-------- DOCUMENT SOURCE --------

Frigyes Karinthy : "Mon journal"
lieu commun
Nous
devions tous sourire, pourtant la chose
était tragique : apparemment le brave artisan a bel et bien commis
son "acte fatal" : il l’avait préalablement
annoncé à la gouvernante.
Mais
il fallait bien sourire.
Évidemment,
quand il commence sa lettre d’adieu ainsi : « Quand tu liras ces lignes je ne serai plus
parmi les vivants ».
Donc
il se pourrait bien que depuis, le pauvre bougre "ait rendu
l’âme",
"mange
les pissenlits pas la racine",
autrement dit "ait
cassé sa pipe",
après "ait
passé l’arme à gauche".

--------

CONSIGNES:
• a. Extrayez du texte de Karinthy le passage qui commence aux mots « lieu commun » et s'arrête après « fallait bien sourire. », sans rien y changer.
• b. Rédigez la suite du texte de Karinthy à partir de l'endroit où il s'arrête.

-------- DONNÉES AFFICHÉES --------

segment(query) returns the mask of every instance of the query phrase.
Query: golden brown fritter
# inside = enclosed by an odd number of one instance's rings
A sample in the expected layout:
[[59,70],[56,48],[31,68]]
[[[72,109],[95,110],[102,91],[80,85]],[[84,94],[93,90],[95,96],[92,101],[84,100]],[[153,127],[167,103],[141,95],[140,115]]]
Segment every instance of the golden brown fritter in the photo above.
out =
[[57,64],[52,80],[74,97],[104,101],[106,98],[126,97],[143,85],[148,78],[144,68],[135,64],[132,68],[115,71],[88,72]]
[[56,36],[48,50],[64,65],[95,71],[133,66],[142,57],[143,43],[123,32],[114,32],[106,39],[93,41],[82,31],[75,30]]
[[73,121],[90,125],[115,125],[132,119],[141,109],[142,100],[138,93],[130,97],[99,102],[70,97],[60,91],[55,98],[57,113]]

--------

RÉPONSES FINALES:
• a.
lieu commun
Nous
devions tous sourire, pourtant la chose
était tragique : apparemment le brave artisan a bel et bien commis
son "acte fatal" : il l’avait préalablement
annoncé à la gouvernante.
Mais
il fallait bien sourire.

• b.
La
gouvernante était entourée de nombreux hommes de goût,
cultivés, modernes quand, en pleurs, elle leur a montré la
lettre. À qui la faute si notre premier sentiment n’a pas
été la frayeur et la compassion dues au fait qu’un de nos
congénères était mort, de la mort la plus tragique et la
plus impensable que connaisse la nature – mais, avec la cruauté
dont seuls sont capables les hommes de goût cultivés, nous avons
avant tout retenu le comique dans la banalité de cette manifestation,
aux oreilles des hommes de goût.
Je
n’ai compris que plus tard que, bien que j’aie souri comme les
autres, de cette scène j’ai finalement gardé un
arrière-goût désagréable – mais pas aux
dépens du pauvre artisan, à ceux de la souriante compagnie.
En
fait où en sommes-nous en matière de lieu commun et de bon
goût ?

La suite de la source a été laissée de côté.